The central compass of the exhibition is a towering monument by the Belgian artist Cédric van Parys/Office CCXD called MonoXylon (2021) which was especially developed for this exhibition. The inspiration behind the sculpture hails from totems poles of First-Nation Americans, or the obelisks of Egypt, a meeting point or beacon bearing the marks of people who have visited and etched their presence into the base of the monument. The invitation to partake in such a social action traditionally considered ‘defacing’ has the opposite effect in RAUM der Lusten. RAUM asks us to question our social behaviours and what our role is within the context of community. Plaques that invite people to undertake actions are placed next to many of the installations with phrases like lay down and take a nap.

Alongside the exhibition, Utrecht based organisations form a multifaceted public program. Brommerbios hosts the Queer Film Festival Utrecht, Jasper Albinus and Grey Ravelli organize spoken word performances and Extinction Rebellion (XR) organizes workshops that focus on civic emancipation. A communal vegetable garden is initiated by Common Ground Two and a performance program is brought together by Leidsche Rijn local Caz Egelie.

● **Records shown**
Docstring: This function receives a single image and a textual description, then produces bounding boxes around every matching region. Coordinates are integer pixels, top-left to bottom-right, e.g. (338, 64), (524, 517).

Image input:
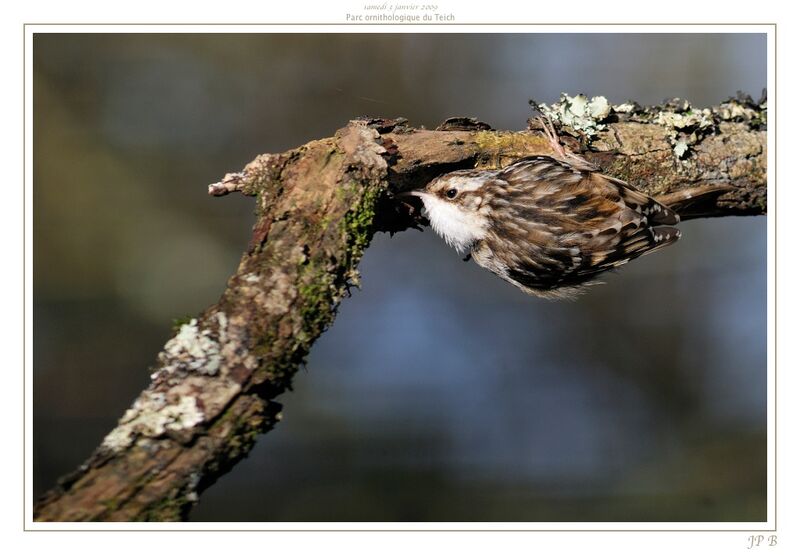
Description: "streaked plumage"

(412, 156), (680, 298)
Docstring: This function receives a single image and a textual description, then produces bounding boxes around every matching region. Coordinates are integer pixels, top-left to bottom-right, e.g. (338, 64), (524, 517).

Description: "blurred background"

(33, 34), (767, 521)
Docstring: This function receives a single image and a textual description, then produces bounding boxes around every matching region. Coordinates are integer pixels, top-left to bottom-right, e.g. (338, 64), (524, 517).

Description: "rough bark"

(34, 97), (767, 521)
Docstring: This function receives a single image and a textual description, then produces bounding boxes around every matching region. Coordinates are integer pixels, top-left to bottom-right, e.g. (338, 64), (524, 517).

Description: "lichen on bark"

(34, 98), (767, 521)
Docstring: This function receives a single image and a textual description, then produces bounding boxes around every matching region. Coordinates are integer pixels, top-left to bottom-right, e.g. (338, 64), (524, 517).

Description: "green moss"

(473, 131), (547, 155)
(341, 182), (383, 267)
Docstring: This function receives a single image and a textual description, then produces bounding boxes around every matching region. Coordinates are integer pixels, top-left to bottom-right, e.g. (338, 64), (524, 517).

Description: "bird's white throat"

(419, 193), (488, 252)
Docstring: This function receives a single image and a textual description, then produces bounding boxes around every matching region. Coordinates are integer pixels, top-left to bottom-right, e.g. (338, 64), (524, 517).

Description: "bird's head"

(409, 170), (492, 252)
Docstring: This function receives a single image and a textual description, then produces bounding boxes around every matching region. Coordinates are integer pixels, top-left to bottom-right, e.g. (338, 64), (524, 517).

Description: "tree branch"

(34, 97), (767, 521)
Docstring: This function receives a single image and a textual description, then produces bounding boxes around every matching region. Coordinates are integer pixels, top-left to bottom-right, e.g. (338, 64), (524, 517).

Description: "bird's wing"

(486, 156), (680, 289)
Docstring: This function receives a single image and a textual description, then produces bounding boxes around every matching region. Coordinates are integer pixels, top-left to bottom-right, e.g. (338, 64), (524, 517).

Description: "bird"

(406, 119), (681, 299)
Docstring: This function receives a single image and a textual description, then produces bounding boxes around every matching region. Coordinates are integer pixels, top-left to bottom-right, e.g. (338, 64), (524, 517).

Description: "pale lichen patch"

(103, 391), (205, 452)
(156, 318), (227, 376)
(534, 93), (612, 137)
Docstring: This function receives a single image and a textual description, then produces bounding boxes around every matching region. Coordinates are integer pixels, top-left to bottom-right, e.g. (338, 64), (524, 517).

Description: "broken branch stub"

(34, 120), (387, 521)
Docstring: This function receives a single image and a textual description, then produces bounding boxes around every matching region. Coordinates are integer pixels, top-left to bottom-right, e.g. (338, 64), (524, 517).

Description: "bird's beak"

(395, 190), (430, 198)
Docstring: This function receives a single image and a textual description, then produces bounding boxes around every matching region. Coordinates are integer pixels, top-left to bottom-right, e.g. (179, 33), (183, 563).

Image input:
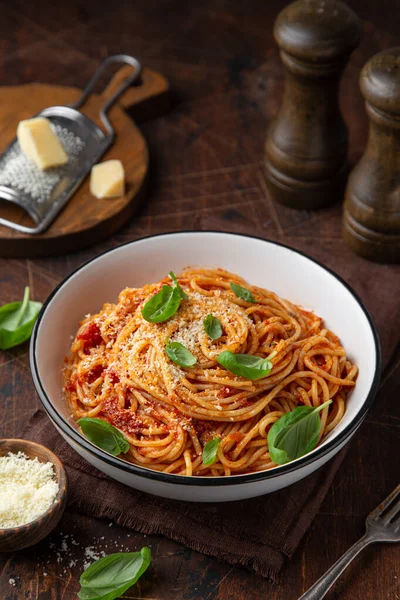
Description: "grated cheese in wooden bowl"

(0, 452), (59, 529)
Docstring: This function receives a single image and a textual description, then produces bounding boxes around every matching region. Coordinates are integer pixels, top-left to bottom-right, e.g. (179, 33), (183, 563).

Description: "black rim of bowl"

(29, 230), (382, 487)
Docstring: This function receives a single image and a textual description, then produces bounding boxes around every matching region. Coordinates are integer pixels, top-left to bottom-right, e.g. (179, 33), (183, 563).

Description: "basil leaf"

(217, 350), (273, 381)
(142, 285), (181, 323)
(165, 339), (197, 367)
(201, 435), (221, 465)
(168, 271), (189, 300)
(229, 281), (255, 302)
(203, 315), (222, 340)
(77, 417), (130, 456)
(78, 546), (151, 600)
(267, 400), (332, 465)
(0, 287), (42, 350)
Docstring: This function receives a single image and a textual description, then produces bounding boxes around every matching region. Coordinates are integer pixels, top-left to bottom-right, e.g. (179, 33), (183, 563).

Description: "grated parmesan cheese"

(0, 452), (59, 529)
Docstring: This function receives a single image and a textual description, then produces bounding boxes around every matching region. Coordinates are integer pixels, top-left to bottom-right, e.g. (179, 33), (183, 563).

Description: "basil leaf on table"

(201, 435), (221, 466)
(203, 315), (222, 340)
(0, 287), (42, 350)
(78, 546), (151, 600)
(142, 285), (181, 323)
(217, 350), (273, 381)
(165, 339), (197, 367)
(168, 271), (189, 300)
(77, 417), (130, 456)
(229, 281), (255, 302)
(267, 400), (332, 465)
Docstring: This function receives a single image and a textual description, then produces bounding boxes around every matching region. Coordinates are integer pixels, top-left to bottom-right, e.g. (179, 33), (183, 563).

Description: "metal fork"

(299, 485), (400, 600)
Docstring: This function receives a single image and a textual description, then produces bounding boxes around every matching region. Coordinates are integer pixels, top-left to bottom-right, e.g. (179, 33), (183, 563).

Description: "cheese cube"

(90, 160), (125, 198)
(17, 117), (68, 171)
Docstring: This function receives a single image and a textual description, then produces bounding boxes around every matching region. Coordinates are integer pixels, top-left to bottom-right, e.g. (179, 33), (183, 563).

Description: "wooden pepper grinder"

(343, 48), (400, 263)
(265, 0), (361, 209)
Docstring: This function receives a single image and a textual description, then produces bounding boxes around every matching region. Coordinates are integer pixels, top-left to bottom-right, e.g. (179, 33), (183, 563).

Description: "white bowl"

(30, 232), (381, 502)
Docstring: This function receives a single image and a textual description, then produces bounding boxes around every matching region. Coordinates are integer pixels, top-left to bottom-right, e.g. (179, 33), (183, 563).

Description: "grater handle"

(71, 54), (142, 137)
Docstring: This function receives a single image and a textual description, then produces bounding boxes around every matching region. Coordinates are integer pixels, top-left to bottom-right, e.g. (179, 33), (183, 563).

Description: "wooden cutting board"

(0, 66), (168, 257)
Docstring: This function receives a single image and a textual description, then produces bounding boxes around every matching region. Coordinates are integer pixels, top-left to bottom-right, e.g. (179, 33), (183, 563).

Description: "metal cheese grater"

(0, 54), (141, 234)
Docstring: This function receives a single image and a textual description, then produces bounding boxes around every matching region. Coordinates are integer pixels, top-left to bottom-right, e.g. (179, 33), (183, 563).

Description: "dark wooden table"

(0, 0), (400, 600)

● **Exercise prompt**
Reproduce word for word the passage in the text about the RAUM der Lusten exhibition, from "The central compass" up to and including "take a nap.".

● **Full response**
The central compass of the exhibition is a towering monument by the Belgian artist Cédric van Parys/Office CCXD called MonoXylon (2021) which was especially developed for this exhibition. The inspiration behind the sculpture hails from totems poles of First-Nation Americans, or the obelisks of Egypt, a meeting point or beacon bearing the marks of people who have visited and etched their presence into the base of the monument. The invitation to partake in such a social action traditionally considered ‘defacing’ has the opposite effect in RAUM der Lusten. RAUM asks us to question our social behaviours and what our role is within the context of community. Plaques that invite people to undertake actions are placed next to many of the installations with phrases like lay down and take a nap.